#### [About this task]
Beneath this task is a listing; retype all of it exactly.

#### [Entries provided]
__________________________________________________

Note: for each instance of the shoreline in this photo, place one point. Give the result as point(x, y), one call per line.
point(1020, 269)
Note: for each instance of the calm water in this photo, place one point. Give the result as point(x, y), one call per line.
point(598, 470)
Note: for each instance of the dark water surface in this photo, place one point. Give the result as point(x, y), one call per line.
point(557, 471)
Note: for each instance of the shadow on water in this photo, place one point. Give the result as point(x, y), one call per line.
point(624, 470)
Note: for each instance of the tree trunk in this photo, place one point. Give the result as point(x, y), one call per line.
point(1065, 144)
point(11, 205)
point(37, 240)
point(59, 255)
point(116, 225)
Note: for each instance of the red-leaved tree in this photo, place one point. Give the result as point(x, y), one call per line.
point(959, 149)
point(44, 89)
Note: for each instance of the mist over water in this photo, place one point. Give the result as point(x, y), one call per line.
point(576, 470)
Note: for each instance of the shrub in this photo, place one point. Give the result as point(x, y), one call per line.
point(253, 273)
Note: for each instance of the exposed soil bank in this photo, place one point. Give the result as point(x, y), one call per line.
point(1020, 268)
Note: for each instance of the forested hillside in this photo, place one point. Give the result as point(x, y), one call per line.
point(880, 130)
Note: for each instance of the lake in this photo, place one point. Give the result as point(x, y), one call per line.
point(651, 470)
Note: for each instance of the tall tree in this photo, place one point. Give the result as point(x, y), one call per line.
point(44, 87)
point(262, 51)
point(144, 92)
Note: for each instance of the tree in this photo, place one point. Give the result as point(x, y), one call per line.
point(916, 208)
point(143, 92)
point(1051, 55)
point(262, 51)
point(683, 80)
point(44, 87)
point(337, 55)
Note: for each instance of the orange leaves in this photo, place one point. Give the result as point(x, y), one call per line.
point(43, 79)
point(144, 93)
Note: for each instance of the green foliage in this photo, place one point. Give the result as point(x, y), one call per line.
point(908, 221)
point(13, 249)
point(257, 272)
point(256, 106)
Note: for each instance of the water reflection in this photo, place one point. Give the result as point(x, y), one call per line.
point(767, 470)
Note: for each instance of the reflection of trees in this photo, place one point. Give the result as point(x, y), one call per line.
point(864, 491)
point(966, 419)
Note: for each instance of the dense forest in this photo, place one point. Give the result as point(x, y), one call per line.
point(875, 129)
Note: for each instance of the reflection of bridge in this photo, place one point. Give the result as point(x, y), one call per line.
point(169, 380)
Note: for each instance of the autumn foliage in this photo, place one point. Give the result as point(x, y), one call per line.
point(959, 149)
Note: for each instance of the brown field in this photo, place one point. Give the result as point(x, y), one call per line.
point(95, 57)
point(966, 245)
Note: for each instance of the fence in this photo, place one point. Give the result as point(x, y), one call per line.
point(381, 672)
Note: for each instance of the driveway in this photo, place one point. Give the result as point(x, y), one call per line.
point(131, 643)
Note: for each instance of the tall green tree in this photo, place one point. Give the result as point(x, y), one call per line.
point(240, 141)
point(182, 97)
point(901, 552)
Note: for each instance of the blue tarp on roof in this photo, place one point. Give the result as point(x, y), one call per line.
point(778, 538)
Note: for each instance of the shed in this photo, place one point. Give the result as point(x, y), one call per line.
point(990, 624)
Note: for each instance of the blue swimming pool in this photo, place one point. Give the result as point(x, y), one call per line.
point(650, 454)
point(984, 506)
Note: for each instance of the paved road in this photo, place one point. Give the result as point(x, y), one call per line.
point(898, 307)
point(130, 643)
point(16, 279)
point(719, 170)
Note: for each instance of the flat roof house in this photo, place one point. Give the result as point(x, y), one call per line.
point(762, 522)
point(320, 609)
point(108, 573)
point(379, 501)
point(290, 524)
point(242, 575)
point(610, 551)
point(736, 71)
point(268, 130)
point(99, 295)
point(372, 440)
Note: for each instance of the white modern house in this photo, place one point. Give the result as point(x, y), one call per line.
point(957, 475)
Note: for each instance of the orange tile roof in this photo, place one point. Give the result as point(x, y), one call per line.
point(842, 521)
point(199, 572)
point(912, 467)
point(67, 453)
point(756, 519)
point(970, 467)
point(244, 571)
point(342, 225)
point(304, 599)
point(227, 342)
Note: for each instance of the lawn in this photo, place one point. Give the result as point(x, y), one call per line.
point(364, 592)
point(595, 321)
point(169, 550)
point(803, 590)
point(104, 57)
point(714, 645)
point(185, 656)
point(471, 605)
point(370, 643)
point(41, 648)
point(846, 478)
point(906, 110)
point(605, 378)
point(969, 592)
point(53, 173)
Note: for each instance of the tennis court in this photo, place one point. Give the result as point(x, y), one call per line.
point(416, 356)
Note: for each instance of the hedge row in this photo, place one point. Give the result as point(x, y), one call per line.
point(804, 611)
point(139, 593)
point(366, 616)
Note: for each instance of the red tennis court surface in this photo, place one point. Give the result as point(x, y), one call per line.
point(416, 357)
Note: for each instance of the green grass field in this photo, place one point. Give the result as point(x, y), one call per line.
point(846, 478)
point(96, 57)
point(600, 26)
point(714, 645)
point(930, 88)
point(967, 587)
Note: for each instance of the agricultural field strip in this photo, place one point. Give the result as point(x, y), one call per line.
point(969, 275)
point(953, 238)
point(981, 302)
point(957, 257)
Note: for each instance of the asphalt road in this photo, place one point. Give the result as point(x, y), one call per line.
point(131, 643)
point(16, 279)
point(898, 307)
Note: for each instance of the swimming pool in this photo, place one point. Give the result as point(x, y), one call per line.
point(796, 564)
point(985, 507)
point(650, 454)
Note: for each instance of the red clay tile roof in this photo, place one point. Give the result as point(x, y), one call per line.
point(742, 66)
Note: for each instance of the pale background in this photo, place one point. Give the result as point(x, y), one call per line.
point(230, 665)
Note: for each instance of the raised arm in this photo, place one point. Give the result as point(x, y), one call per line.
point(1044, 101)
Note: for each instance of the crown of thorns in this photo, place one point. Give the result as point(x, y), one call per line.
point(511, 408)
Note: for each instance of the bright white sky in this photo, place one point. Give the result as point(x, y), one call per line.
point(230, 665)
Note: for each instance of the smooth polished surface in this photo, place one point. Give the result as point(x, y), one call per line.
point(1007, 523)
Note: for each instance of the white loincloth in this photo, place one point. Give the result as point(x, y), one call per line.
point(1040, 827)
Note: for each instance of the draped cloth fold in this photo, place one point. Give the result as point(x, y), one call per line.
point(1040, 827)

__________________________________________________

#### [Solved exercise]
Note: for each instance of the shoreline in this photo, place one point. Give the result as point(x, y), one call per line.
point(1020, 269)
Note: for each instance of the calm water in this photo, place one point. Give the result as point(x, y), one call per line.
point(598, 470)
Note: for each instance of the dark water surface in this photo, place one point. Give the result as point(x, y), one call per line.
point(557, 471)
Note: for each instance of the shadow on water in this photo, place one point. Give the result as point(x, y), one call per line.
point(624, 470)
Note: for each instance of the tree trunk in this photo, place one point. Give the result as point(x, y), one call per line.
point(1065, 144)
point(11, 205)
point(37, 240)
point(59, 255)
point(116, 225)
Note: for each instance of the red-leaved tree in this photo, place one point. Give the result as point(x, y), one call per line.
point(959, 149)
point(44, 89)
Note: for each instance of the mist over water in this photo, place one point. Give the result as point(x, y), one call per line.
point(576, 470)
Note: for each instance of the shrub in this photo, place one point. Give the result as point(x, y), one call per line.
point(253, 273)
Note: for each instance of the exposed soil bank in this photo, place one point. Give the result as point(x, y), one call per line.
point(1020, 268)
Note: for each instance of the forested hillside in this photo, place one point. Give the result as point(x, y), one call per line.
point(880, 130)
Note: for each instance of the lake in this photo, place one point. Give the result as point(x, y), one call per line.
point(651, 470)
Note: for each instance of the tall tree in this photo, place one point. Give the result as point(x, y), one call per line.
point(44, 87)
point(262, 51)
point(144, 92)
Note: for each instance of the tree in this photo, place one point. Give the result as point(x, y), one call per line.
point(916, 208)
point(143, 92)
point(1051, 55)
point(262, 51)
point(683, 80)
point(44, 87)
point(337, 55)
Note: for each instance of the orange leaves in this photo, place one point. Give the result as point(x, y), one call per line.
point(43, 79)
point(144, 93)
Note: for each instance of the green foliage in this photo, place one point. Give the result as point(x, y), one call per line.
point(908, 221)
point(13, 249)
point(257, 272)
point(256, 106)
Note: for each instance of the water reflection in this photo, place one point. Give the result as point(x, y), one call per line.
point(767, 470)
Note: for each instance of the reflection of trees in this photo, place one point. Give the result as point(x, y), one call per line.
point(864, 491)
point(966, 419)
Note: for each instance of the dense forest in this photo, place one point. Give the result as point(x, y), one call per line.
point(875, 129)
Note: for each instance of the reflection of bridge in this photo, place one point. Give the result as point(x, y), one call per line.
point(169, 380)
Note: for each instance of the autumn foliage in this photo, place one point. Give the result as point(x, y), one call per line.
point(959, 149)
Note: for each instance of the brown field in this photo, place one point. Give the result as point(x, y), one call per line.
point(95, 57)
point(966, 245)
Note: for each instance of the fence in this photo, place one point. Give the result as point(x, y), one call per line.
point(381, 672)
Note: for each instance of the driveway in this photo, place one point. Give the result as point(x, y), one call per line.
point(131, 643)
Note: for each instance of the tall green tree in this photo, place one point. Give the result as point(x, y), one call per line.
point(240, 141)
point(182, 97)
point(901, 552)
Note: for each instance of the blue tarp on roof in this photo, place one point. Give the result as point(x, y), one call per line.
point(778, 538)
Note: for each instance of the shed in this photo, place one point. Give the result as point(x, y), one call per line.
point(990, 624)
Note: for each instance of the blue swimming pool in this photo, place one point. Give the result as point(x, y), one call per line.
point(650, 454)
point(984, 506)
Note: for each instance of the paved road in this photo, place one point. Give the result as point(x, y), one call per line.
point(898, 307)
point(130, 643)
point(16, 279)
point(719, 170)
Note: for each instance of the flat roof house in this photo, place one point. Give the result as point(x, y), one call per line.
point(762, 522)
point(320, 609)
point(108, 573)
point(379, 501)
point(290, 524)
point(242, 575)
point(610, 551)
point(736, 71)
point(268, 130)
point(99, 295)
point(372, 440)
Note: for each instance of the white modern house in this photo, place one point. Give the result as point(x, y), one call per line.
point(957, 475)
Note: for each instance of the orange tile roof in this photo, place one point. Give the result as point(x, y), one call per line.
point(842, 521)
point(199, 572)
point(912, 467)
point(67, 453)
point(756, 519)
point(970, 467)
point(244, 571)
point(342, 225)
point(304, 599)
point(227, 342)
Note: for each instance of the lawn in this photo, place one point. Give the result as point(x, y), one call per line.
point(364, 592)
point(595, 321)
point(169, 550)
point(803, 590)
point(104, 57)
point(714, 645)
point(185, 656)
point(471, 605)
point(370, 643)
point(41, 648)
point(846, 478)
point(906, 110)
point(605, 378)
point(969, 592)
point(53, 173)
Note: for each instance of the tennis court in this photo, place one point. Give the result as point(x, y), one call per line.
point(416, 356)
Note: for each instance of the hedge row in this photo, place one point. Give the result as point(x, y), one call per line.
point(804, 611)
point(139, 593)
point(366, 616)
Note: for each instance of the red tennis court surface in this photo, place one point. Give the result as point(x, y), one call per line.
point(416, 357)
Note: for each instance of the green grass field in this photo, place one point. Give the result as point(x, y), one call per line.
point(846, 478)
point(96, 57)
point(600, 26)
point(714, 645)
point(930, 88)
point(967, 587)
Note: for each instance of the agricultural field strip in this photo, place one point. Give the result as point(x, y), one call per line.
point(969, 275)
point(953, 238)
point(981, 302)
point(957, 257)
Note: for each instance of the asphalt road in this photo, place one point. Give the result as point(x, y), one call per line.
point(131, 643)
point(16, 279)
point(898, 307)
Note: for each instance of the swimming pool in this photo, place one point. Give the result as point(x, y), one call per line.
point(796, 564)
point(985, 507)
point(650, 454)
Note: for each instance of the red clay tile roof in this photo, place one point. Give the result as point(x, y), one call per line.
point(742, 66)
Note: for each instance of the pale background in this photo, place one point. Give the result as point(x, y), one call per line.
point(230, 665)
Note: for each instance of the raised arm in this photo, place one point. Give the result as point(x, y), one call per line.
point(1044, 101)
Note: for each instance of the crown of thorns in this photo, place one point. Give the result as point(x, y), one call per line.
point(511, 408)
Note: for each instance of the bright white sky in this photo, place one point. Give the result as point(x, y), one call per line.
point(230, 665)
Note: for each instance of the smooth polished surface in this photo, place one point. Give the result as point(x, y), one call per line.
point(1007, 523)
Note: for each instance of the white loincloth in this photo, place one point. Give the result as point(x, y), one call per line.
point(1040, 827)
Note: for each instance of the draped cloth fold in this photo, place one point. Give the result as point(x, y), one call per line.
point(1040, 827)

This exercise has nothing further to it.